Data to use:
▼

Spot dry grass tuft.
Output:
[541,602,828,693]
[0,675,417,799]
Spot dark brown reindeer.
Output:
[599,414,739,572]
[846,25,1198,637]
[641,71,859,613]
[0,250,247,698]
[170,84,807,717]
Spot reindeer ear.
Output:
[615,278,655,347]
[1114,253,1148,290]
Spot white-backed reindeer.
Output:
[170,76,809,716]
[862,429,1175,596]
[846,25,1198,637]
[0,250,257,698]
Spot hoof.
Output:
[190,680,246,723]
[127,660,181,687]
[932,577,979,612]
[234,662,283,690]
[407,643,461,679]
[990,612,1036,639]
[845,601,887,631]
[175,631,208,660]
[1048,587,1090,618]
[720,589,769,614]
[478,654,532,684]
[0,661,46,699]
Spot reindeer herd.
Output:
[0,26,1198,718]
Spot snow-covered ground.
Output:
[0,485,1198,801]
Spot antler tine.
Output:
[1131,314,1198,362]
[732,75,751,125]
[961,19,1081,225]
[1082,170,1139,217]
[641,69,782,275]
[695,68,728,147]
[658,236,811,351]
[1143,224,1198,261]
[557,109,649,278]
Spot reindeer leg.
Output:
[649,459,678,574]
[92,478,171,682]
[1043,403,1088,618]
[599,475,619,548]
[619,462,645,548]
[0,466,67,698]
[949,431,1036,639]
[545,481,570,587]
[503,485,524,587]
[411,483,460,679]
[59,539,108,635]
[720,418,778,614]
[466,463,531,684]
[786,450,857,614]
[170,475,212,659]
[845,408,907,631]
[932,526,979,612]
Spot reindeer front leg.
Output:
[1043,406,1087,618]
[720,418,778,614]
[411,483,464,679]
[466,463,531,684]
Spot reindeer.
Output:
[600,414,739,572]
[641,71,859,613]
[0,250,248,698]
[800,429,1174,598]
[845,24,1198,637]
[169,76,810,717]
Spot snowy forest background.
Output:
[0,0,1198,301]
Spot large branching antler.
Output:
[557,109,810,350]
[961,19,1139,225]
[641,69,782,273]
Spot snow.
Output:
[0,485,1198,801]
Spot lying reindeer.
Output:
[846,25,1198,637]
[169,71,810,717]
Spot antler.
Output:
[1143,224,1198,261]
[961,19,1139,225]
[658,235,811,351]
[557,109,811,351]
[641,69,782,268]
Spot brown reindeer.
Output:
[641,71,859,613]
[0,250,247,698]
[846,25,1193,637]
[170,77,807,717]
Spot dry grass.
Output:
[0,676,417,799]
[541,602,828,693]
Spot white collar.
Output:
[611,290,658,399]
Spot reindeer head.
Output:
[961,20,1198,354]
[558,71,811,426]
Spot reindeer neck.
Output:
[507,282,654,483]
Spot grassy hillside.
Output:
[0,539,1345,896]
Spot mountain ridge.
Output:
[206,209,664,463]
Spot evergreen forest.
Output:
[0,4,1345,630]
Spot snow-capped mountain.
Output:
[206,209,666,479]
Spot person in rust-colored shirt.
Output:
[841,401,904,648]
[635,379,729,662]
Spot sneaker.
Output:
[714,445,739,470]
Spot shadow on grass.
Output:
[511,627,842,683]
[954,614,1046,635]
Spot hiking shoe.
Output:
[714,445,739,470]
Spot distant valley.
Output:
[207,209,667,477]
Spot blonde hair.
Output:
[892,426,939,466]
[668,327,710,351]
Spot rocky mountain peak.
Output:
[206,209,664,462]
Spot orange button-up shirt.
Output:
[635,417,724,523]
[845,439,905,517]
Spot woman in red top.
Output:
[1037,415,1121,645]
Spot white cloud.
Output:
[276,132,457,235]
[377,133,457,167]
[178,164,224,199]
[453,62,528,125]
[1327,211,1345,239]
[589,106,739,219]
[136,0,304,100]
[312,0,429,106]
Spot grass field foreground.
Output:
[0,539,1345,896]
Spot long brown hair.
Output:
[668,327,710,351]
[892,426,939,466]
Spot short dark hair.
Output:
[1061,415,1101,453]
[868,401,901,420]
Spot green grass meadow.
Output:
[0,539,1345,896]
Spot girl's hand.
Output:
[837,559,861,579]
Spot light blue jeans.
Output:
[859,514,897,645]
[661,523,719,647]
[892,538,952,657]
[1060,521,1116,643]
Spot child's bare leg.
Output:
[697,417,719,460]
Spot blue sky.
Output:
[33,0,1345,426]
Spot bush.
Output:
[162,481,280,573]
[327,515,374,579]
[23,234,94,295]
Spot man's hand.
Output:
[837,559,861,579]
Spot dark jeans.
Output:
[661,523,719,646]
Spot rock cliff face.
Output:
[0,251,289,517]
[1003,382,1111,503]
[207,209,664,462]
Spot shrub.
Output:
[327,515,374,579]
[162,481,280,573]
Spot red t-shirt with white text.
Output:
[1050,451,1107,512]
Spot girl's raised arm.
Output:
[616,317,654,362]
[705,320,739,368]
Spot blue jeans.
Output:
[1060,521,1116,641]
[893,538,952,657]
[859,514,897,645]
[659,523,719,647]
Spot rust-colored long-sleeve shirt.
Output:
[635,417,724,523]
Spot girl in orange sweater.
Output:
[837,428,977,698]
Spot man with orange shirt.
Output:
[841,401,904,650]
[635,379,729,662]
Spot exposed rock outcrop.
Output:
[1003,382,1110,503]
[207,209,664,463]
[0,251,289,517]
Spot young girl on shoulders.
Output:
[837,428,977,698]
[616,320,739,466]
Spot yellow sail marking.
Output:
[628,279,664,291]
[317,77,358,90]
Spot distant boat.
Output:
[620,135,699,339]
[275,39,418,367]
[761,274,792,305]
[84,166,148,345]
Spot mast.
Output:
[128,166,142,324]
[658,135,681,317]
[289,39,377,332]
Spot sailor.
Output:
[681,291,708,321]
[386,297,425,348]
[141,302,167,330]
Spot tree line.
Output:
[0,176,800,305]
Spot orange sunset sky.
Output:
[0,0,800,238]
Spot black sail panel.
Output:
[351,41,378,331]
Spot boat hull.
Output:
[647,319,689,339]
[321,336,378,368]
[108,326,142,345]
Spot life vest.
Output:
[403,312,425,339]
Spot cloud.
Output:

▲

Task to carry out:
Copy word for word the lines of the records from the line that contains "Spot mountain ridge." through the line that contains "[1037,415,1121,645]", with both of those lines included.

Result of this exercise:
Spot mountain ridge.
Output:
[206,209,664,463]
Spot evergreen forest.
Output:
[0,4,1345,630]
Spot snow-capped mountain.
Output:
[206,209,666,479]
Spot person in rust-colored shirt.
Output:
[841,401,904,648]
[635,379,729,662]
Spot sneaker.
Output:
[714,445,739,470]
Spot shadow on grass.
Output:
[511,627,842,683]
[954,614,1046,635]
Spot hiking shoe.
Output:
[714,445,739,470]
Spot distant valley.
Output:
[207,209,667,477]
Spot blonde hair.
Output:
[892,426,939,466]
[668,327,710,351]
Spot rocky mountain peak.
Output:
[206,209,664,462]
Spot orange button-up shirt.
Output:
[635,417,724,523]
[845,439,905,517]
Spot woman in red top.
Output:
[1037,415,1121,645]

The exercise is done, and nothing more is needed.